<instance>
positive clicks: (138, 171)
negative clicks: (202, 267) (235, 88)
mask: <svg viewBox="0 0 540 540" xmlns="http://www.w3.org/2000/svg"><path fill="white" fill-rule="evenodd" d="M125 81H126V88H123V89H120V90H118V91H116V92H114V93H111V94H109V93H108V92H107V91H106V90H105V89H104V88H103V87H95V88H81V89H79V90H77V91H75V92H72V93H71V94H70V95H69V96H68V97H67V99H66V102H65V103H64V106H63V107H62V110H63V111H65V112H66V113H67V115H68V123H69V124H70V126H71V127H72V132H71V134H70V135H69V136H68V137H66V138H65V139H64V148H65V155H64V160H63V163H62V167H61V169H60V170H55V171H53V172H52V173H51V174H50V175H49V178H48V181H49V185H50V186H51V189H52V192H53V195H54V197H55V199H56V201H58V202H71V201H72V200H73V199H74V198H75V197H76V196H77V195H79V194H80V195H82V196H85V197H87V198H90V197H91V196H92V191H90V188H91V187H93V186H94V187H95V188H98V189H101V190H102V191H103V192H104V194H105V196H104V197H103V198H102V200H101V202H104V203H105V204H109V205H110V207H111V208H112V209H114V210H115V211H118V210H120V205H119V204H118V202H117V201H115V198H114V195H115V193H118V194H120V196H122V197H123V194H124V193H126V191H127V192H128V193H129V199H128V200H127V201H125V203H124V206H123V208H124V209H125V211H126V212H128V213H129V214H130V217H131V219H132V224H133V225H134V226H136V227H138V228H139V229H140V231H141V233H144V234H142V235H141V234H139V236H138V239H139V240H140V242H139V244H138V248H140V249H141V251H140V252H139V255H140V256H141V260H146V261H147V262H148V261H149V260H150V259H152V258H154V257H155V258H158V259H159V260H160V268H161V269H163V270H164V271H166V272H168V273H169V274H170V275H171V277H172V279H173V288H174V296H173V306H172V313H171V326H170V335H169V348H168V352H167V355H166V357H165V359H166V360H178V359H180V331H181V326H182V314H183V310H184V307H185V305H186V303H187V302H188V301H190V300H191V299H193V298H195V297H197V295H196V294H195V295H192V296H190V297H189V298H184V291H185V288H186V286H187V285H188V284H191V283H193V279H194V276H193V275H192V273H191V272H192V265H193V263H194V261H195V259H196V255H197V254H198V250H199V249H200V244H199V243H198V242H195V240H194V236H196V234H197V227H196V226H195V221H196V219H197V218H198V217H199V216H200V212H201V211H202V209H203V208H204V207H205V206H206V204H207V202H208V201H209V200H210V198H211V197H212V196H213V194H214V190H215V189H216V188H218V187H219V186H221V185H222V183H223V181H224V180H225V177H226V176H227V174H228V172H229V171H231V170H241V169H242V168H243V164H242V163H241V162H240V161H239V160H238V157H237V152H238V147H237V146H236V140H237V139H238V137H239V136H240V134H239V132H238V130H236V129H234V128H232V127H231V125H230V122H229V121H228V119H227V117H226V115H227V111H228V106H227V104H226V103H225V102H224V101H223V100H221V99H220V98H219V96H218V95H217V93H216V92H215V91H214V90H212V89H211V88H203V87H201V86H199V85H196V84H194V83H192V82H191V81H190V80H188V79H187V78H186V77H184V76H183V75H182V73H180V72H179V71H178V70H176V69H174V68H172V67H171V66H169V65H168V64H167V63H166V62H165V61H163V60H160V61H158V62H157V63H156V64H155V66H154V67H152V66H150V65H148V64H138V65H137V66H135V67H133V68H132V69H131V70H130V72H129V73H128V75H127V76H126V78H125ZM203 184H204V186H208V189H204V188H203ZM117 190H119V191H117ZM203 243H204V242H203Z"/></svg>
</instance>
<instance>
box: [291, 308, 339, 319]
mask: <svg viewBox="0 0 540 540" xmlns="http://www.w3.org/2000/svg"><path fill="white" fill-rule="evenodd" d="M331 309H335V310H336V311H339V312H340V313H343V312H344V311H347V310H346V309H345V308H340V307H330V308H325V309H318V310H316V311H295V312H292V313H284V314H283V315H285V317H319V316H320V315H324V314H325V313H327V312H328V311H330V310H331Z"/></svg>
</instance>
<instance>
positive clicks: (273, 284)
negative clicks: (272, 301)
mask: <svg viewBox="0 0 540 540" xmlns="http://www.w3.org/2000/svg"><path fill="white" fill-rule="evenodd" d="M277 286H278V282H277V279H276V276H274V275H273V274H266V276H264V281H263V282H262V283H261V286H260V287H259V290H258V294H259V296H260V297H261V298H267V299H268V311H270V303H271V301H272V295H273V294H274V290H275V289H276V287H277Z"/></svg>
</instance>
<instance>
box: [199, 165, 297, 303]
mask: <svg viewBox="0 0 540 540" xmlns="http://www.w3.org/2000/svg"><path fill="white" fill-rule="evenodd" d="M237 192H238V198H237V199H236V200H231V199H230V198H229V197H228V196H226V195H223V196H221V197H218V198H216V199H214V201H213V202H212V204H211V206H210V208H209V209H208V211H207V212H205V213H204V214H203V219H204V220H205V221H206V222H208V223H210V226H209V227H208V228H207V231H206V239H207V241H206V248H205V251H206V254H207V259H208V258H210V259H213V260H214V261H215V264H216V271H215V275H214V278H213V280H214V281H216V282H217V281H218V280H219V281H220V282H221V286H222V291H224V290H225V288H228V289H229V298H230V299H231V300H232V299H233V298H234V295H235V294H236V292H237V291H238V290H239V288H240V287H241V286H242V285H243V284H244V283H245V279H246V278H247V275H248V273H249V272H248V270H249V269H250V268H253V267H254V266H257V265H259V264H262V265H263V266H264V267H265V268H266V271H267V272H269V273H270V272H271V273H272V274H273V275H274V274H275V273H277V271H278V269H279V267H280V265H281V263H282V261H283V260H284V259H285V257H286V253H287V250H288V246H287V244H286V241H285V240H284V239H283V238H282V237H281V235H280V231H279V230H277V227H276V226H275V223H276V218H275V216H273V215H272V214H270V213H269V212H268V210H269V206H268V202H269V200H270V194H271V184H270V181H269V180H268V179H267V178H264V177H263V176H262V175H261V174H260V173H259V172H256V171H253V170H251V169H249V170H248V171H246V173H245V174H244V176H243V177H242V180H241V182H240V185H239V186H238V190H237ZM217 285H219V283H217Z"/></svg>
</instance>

....

• Work instructions:
Looking at the material above, state the number of lines holding the word "clicks", and only that number.

• Answer section:
4